* _STORED ROWS_

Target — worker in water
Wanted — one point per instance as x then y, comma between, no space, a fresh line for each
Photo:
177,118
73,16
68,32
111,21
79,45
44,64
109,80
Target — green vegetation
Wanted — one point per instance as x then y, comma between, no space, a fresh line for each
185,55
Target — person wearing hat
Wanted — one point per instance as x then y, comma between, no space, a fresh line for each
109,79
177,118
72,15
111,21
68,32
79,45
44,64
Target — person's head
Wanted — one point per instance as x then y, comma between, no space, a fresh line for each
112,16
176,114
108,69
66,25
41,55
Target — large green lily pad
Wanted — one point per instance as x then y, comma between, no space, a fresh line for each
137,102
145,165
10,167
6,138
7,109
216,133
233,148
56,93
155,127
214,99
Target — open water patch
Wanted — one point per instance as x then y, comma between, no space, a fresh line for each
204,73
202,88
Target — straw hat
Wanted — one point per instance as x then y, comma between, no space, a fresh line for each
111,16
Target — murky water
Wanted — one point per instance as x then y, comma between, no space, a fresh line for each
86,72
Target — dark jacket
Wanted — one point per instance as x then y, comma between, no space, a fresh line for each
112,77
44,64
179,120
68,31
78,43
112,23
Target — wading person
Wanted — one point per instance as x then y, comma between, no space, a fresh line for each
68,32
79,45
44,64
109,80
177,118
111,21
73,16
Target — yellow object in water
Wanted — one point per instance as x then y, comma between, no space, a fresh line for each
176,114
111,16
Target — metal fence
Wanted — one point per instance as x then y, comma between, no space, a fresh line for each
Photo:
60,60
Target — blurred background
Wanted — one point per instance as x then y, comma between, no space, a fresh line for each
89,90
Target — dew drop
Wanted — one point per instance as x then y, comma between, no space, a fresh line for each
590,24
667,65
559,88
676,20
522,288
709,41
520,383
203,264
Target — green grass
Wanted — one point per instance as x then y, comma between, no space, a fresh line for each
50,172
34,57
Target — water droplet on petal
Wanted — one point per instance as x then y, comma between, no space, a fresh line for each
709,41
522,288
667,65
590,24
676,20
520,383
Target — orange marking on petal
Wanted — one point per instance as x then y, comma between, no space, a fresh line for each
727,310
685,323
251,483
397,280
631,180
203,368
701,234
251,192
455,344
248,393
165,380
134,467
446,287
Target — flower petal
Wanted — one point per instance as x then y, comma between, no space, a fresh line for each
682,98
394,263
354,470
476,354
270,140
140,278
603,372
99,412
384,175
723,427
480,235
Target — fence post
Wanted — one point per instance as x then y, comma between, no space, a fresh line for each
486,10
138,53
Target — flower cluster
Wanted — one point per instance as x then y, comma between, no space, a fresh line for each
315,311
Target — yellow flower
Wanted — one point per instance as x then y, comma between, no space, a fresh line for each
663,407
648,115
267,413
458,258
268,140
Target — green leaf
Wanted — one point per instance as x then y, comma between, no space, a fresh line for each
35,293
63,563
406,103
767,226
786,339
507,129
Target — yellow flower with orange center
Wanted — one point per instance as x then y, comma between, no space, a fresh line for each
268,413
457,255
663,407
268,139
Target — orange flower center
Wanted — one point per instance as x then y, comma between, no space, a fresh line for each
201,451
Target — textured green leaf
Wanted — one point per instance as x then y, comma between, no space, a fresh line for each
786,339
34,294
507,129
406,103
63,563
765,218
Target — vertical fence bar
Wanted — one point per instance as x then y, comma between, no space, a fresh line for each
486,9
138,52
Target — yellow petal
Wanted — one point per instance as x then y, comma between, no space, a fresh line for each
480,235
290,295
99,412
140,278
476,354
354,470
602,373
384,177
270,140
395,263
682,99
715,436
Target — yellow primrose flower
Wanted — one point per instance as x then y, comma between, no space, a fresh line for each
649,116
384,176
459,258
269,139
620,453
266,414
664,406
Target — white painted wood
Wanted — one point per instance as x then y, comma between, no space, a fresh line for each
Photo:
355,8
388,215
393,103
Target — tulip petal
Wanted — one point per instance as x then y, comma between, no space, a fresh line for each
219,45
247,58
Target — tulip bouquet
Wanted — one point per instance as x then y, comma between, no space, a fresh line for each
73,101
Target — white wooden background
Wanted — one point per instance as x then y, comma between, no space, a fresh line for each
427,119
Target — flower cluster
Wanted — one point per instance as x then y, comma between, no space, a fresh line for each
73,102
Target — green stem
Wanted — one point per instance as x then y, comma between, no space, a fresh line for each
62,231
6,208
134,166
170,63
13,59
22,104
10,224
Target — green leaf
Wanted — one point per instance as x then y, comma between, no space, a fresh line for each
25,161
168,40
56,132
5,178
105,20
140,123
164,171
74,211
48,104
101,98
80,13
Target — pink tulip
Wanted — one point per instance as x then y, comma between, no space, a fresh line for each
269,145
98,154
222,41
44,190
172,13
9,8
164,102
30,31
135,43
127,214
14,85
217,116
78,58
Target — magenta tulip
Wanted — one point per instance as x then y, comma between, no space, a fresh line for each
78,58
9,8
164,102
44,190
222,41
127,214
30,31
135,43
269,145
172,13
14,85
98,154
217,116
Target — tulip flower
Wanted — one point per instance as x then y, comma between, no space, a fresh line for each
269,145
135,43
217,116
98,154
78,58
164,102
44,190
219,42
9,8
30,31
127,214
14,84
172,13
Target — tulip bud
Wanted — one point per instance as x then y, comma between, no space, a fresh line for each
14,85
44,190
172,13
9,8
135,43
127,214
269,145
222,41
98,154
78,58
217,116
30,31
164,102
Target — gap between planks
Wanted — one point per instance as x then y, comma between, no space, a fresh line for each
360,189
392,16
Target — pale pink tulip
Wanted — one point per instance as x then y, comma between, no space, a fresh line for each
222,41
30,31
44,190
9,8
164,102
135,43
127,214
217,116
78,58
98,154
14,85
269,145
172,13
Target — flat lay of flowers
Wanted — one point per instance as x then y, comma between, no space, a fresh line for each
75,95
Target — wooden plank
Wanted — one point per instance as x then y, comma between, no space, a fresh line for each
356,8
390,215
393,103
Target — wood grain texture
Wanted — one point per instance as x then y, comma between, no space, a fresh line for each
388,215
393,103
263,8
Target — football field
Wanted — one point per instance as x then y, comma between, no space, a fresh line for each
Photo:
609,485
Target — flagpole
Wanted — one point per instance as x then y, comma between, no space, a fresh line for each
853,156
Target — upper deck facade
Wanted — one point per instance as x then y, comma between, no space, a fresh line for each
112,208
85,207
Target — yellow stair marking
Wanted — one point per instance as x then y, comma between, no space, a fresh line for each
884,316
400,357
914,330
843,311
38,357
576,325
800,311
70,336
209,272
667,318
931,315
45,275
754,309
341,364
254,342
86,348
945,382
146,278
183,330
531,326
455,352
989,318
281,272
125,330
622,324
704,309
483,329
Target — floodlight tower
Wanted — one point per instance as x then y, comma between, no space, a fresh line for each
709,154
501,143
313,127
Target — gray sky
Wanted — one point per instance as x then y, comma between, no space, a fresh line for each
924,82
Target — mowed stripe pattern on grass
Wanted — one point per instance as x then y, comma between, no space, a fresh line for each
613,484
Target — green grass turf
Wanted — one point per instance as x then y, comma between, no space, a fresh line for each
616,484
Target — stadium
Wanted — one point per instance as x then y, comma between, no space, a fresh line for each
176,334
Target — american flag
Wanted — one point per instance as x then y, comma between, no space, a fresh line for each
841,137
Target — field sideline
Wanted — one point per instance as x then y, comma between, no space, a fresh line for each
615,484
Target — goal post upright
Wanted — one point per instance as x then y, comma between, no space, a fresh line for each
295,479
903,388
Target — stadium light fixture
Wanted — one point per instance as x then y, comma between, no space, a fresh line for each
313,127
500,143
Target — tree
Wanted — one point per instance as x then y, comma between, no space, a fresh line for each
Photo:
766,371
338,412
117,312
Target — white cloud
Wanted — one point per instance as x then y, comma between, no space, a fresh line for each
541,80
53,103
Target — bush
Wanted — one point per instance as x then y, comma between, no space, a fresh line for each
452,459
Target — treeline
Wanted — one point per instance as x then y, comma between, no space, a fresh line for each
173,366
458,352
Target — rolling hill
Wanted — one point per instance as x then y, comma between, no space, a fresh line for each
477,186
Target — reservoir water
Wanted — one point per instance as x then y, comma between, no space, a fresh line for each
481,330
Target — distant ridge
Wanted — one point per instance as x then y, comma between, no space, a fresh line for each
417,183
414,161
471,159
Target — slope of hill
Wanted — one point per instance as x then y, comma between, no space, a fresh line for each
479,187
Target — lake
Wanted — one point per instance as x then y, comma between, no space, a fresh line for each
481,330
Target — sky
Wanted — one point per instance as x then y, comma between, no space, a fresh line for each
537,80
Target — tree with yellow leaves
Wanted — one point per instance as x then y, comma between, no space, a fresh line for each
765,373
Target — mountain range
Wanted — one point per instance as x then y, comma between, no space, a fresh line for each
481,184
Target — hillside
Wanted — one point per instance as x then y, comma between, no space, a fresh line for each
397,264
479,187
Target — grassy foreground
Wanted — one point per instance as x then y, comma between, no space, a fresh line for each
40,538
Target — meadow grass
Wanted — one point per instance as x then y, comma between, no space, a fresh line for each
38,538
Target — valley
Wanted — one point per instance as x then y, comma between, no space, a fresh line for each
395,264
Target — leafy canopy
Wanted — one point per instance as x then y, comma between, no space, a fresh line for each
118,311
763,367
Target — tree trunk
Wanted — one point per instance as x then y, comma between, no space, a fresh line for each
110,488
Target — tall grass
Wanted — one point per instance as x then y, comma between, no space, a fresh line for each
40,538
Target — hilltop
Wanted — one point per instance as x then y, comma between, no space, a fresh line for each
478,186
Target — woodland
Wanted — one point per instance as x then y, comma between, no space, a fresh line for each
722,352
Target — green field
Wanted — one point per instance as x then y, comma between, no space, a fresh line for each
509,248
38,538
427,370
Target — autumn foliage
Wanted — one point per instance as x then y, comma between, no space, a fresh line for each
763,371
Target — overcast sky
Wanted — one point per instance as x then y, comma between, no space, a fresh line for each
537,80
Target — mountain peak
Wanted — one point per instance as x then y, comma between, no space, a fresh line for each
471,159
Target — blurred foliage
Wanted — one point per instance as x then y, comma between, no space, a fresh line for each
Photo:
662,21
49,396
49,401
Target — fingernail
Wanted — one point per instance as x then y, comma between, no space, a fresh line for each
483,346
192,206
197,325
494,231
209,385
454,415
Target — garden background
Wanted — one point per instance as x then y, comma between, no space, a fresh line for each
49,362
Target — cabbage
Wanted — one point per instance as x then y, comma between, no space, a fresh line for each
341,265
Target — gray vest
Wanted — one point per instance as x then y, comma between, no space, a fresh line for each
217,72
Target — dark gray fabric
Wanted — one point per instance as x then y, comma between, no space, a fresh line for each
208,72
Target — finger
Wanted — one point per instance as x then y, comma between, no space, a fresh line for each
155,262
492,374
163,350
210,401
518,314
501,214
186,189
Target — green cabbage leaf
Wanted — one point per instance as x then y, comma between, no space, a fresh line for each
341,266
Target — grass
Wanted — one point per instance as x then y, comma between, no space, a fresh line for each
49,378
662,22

* _WHAT YOU WILL DO_
Your task is to extract the lines running from the one with "Target — hilltop" to the end of the material, inclusive, copying each exactly and adding nothing.

* _EXERCISE OUTPUT_
Target — hilltop
Wanted — one point per instance as x then y, comma between, no space, a fresh line for each
478,186
Target — woodland
Wanted — one point per instance as x then y, comma between, no space, a fresh line for each
722,352
Target — green field
Wanted — one point per instance as x then y, comma between, no space, a fresh line for each
509,248
38,538
427,370
Target — autumn foliage
Wanted — one point per instance as x then y, comma between, no space, a fresh line for each
763,371
Target — overcast sky
Wanted — one point per instance as x then y, comma between, no space, a fresh line for each
537,80
Target — mountain peak
Wanted — one point per instance as x then y, comma between, no space, a fresh line for each
471,159
Target — blurred foliage
Wanted — one point per instance as x then y, comma between, no space, a fresh line for each
Photo:
662,21
49,396
49,401
Target — fingernail
Wanted — one point per instance as x then y, comma between, no space, a fresh line for each
483,346
192,206
197,325
494,231
209,385
454,415
Target — garden background
Wanted — one point per instance as x then y, comma between, no space, a fresh line for each
49,362
Target — cabbage
Wanted — one point per instance as x then y, comma between, no space, a fresh line for each
341,265
Target — gray vest
Wanted — one point per instance as x then y, comma between, no space, a fresh line for each
217,72
Target — dark gray fabric
Wanted — one point per instance as x then y, comma between, no space, a fresh line for each
208,72
Target — finger
Wanted — one point per instance as x then y, comma between, no space, a fresh line for each
155,262
492,374
163,350
210,401
518,314
501,214
186,189
Target — green cabbage leaf
Wanted — one point per instance as x then y, comma between, no space, a fresh line for each
341,266
Target — grass
Wanted — one point per instance as x then y, comma between, no space, a fresh line for each
49,378
662,22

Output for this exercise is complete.